## Exercise requirements
What follows is a set of entries; retype all of them exactly.

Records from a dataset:
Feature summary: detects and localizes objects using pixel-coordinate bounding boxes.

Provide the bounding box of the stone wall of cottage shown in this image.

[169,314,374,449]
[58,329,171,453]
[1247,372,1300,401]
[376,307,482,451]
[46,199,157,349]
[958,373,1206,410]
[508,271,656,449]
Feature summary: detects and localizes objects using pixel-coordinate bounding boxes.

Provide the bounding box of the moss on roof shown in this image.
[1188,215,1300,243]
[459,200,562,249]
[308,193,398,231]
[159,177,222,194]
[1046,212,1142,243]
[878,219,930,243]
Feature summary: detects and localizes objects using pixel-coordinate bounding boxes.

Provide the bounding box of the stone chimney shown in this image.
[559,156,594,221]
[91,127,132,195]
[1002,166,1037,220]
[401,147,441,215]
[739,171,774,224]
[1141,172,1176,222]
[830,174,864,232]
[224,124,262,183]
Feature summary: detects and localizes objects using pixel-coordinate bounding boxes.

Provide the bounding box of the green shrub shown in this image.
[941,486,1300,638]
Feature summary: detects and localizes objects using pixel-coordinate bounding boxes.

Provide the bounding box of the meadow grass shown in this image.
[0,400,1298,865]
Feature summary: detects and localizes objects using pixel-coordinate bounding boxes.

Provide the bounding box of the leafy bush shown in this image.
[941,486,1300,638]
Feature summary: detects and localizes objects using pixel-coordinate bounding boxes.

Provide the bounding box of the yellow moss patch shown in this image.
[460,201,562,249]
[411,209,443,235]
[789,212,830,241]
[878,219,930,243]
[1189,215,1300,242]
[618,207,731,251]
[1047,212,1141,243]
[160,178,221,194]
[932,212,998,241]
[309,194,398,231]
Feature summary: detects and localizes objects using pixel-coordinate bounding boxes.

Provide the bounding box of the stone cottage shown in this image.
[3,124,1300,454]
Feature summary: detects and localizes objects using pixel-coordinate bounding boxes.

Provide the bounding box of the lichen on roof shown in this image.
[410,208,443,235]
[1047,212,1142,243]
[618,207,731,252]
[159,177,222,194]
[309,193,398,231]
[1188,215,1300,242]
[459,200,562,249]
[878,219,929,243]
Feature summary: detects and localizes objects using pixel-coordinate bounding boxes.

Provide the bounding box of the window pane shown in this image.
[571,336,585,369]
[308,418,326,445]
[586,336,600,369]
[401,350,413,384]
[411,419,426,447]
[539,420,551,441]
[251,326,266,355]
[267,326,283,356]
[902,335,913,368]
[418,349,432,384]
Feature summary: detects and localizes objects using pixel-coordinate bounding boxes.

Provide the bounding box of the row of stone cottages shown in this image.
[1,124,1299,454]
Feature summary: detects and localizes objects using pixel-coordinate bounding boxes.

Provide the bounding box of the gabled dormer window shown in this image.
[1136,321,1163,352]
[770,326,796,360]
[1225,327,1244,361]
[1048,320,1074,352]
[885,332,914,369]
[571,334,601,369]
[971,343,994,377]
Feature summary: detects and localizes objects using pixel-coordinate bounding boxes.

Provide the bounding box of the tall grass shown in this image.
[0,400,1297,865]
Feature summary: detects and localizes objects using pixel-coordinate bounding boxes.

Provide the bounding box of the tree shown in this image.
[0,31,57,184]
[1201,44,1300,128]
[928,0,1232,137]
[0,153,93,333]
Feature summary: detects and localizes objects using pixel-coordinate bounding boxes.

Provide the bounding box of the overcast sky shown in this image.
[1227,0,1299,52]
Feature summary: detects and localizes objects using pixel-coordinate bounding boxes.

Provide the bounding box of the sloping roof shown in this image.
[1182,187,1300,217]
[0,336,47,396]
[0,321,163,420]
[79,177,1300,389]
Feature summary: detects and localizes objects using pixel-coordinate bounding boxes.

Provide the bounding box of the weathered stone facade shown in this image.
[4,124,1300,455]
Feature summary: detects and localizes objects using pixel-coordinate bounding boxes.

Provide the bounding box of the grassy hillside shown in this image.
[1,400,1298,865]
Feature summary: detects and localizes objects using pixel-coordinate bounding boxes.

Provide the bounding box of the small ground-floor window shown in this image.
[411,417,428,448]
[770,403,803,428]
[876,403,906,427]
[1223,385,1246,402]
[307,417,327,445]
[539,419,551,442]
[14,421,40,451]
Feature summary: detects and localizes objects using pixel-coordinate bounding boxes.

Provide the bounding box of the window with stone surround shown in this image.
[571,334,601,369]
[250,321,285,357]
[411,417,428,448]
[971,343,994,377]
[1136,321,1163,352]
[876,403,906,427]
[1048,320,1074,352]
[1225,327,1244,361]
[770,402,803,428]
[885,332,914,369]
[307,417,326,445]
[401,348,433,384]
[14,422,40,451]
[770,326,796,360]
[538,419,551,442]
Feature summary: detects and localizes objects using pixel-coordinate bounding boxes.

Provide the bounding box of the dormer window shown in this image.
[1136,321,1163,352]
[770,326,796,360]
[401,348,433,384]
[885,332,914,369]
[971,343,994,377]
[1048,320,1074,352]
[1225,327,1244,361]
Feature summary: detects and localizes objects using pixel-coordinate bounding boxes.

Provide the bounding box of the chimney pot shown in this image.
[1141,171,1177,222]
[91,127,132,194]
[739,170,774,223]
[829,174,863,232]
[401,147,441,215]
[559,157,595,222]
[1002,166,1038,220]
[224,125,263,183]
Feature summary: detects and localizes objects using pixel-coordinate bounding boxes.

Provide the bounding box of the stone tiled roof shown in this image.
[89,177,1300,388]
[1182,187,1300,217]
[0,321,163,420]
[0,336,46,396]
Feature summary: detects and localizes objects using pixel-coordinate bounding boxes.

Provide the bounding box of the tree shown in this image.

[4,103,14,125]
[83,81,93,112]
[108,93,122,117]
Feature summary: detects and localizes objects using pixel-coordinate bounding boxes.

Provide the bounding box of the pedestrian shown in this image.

## Task answer
Feature summary: detects and localizes objects using pixel-coordinate bounding boxes.

Provide the bounding box of the stone wall of cottage shown in this image.

[169,314,374,449]
[58,329,171,453]
[1247,372,1300,401]
[376,307,482,451]
[46,199,157,349]
[958,373,1206,410]
[508,271,656,449]
Feature summary: detects and localizes objects using pixel-coordinate bounding boxes.

Provide the bounding box of the moss on roof shown in this image.
[1188,215,1300,243]
[459,200,562,249]
[308,193,398,231]
[159,177,222,194]
[1046,212,1142,243]
[878,219,930,243]
Feature summary: detects and localizes objects using pixel-coordinate bounding boxes.

Provide the bounding box of the stone chimney shown in this image.
[559,156,594,221]
[91,127,132,195]
[1002,166,1037,220]
[401,147,441,215]
[739,171,774,224]
[1141,172,1176,222]
[830,174,864,232]
[224,124,262,183]
Feature summary: detects and localizes objects using pixel-coordinate bounding boxes.

Provide the bounding box of the green shrub shown in this image.
[941,486,1300,638]
Feature summary: detects and localizes objects using pixel-coordinate bounding boxes.

Provide the bounding box of the meadow grass shown in this image.
[0,400,1298,865]
Feature summary: detects and localizes objects using pixel-coordinate bounding boxes.

Provide the bounding box of the leafy bush shown in this image.
[941,486,1300,638]
Feature summary: detects and localizes objects using pixel-coordinate bounding boxes.

Provide the bounding box of the yellow moss patch shown in this image.
[460,201,562,249]
[411,209,443,235]
[789,212,830,241]
[878,219,930,243]
[1189,215,1300,242]
[618,207,731,251]
[1047,212,1141,243]
[160,178,221,194]
[932,212,998,241]
[309,194,398,231]
Feature summary: detects and localizes objects using pixel-coordinate bounding boxes.

Provide the bounding box of the stone cottage shown in this image.
[3,124,1300,454]
Feature summary: detects and localizes objects using pixel-coordinate bounding boxes.

Provide the bounding box of the lichen on roof shown in this image.
[410,208,443,235]
[1047,212,1142,243]
[618,207,731,252]
[159,177,222,194]
[309,193,398,231]
[1188,215,1300,242]
[459,200,562,249]
[878,219,929,243]
Feature summary: detects and localizes objects using pixel-coordinate bounding boxes.

Provide the bounding box of the window pane shown in this image.
[571,336,585,369]
[308,418,326,445]
[586,336,600,369]
[401,350,413,384]
[411,419,426,447]
[539,420,551,441]
[251,326,266,355]
[267,326,283,356]
[902,335,913,368]
[418,349,432,384]
Feature summary: detects and localizes objects using pixel-coordinate bounding boxes.

Provide the bounding box of the row of stone cottages shown in this image.
[1,124,1299,454]
Feature summary: detects and localizes objects using pixel-coordinate bounding boxes.

Provide the bounding box of the gabled dormer window shown in this image.
[1136,321,1163,352]
[770,326,796,360]
[1225,327,1244,361]
[1048,320,1074,352]
[885,332,914,369]
[571,334,601,369]
[971,343,994,377]
Feature summary: detects and localizes objects using pixel-coordinate bounding boxes.

Provide the bounding box of the tall grass shown in this image.
[0,400,1297,865]
Feature summary: detects and localizes objects using pixel-coordinate bounding boxes.

Provide the bounding box of the tree shown in this image.
[0,31,57,184]
[1201,44,1300,128]
[928,0,1232,137]
[0,153,93,333]
Feature summary: detects and localizes objects using pixel-coordinate bounding boxes.

Provide the bounding box of the overcast sky shown in this image.
[1227,0,1299,52]
Feature summary: detects and localizes objects using pixel-coordinate bounding boxes.

Provide the bounding box of the sloping roof shown in this image.
[1182,187,1300,217]
[0,336,47,396]
[0,321,163,420]
[79,177,1300,389]
Feature summary: detects and localizes objects using pixel-coordinate bounding boxes.

Provide the bounding box of the weathered stone facade shown in this image.
[4,124,1300,455]
Feature summary: detects and localizes objects using pixel-coordinate bounding boxes.

Provide the bounding box of the grassy hillside shown in this image.
[1,400,1298,865]
Feature summary: detects and localizes objects using pixel-coordinate bounding boxes.

Provide the bounding box of the small ground-floor window shown in this image.
[411,417,428,448]
[770,403,803,428]
[876,403,906,427]
[1223,385,1246,402]
[307,417,327,445]
[539,419,551,442]
[14,421,40,451]
Feature summary: detects and localizes objects using pixel-coordinate bounding boxes.

Provide the bounding box of the window with stone surround shown in this image.
[571,334,601,369]
[250,321,285,357]
[411,417,428,448]
[971,343,994,377]
[1136,321,1163,352]
[876,403,906,427]
[1048,320,1074,352]
[1225,327,1244,361]
[770,402,803,428]
[885,332,914,369]
[307,417,326,445]
[401,348,433,384]
[14,422,40,451]
[770,326,796,360]
[538,419,551,442]
Feature summary: detects and localizes objects using pixel-coordinate bounding boxes.

Provide the bounding box of the dormer window shown in this image.
[1136,321,1163,352]
[770,326,796,360]
[401,348,433,384]
[885,332,914,369]
[971,343,994,377]
[1048,320,1074,352]
[1225,327,1244,361]
Feature summary: detects and localizes objects using pixel-coordinate bounding boxes.

Provide the bounding box of the chimney pot shown in this image.
[1141,171,1177,222]
[91,127,132,194]
[739,170,774,223]
[829,174,863,232]
[401,147,441,215]
[559,157,595,222]
[1002,166,1038,220]
[224,125,263,183]
Feature summary: detects and localizes objects using pixel-coordinate bounding boxes.

Provide the bounding box of the stone tiled roof shown in this image.
[89,177,1300,388]
[1182,187,1300,217]
[0,321,163,420]
[0,336,46,396]
Feature summary: detects and localizes objects using pixel-coordinate bounding boxes.

Provide the bounding box of the tree shown in this image.

[4,103,14,125]
[83,81,93,112]
[108,93,122,117]
Feature summary: detects and localizes objects using pixel-coordinate bounding boxes.

Provide the bounding box of the pedestrian shown in this image.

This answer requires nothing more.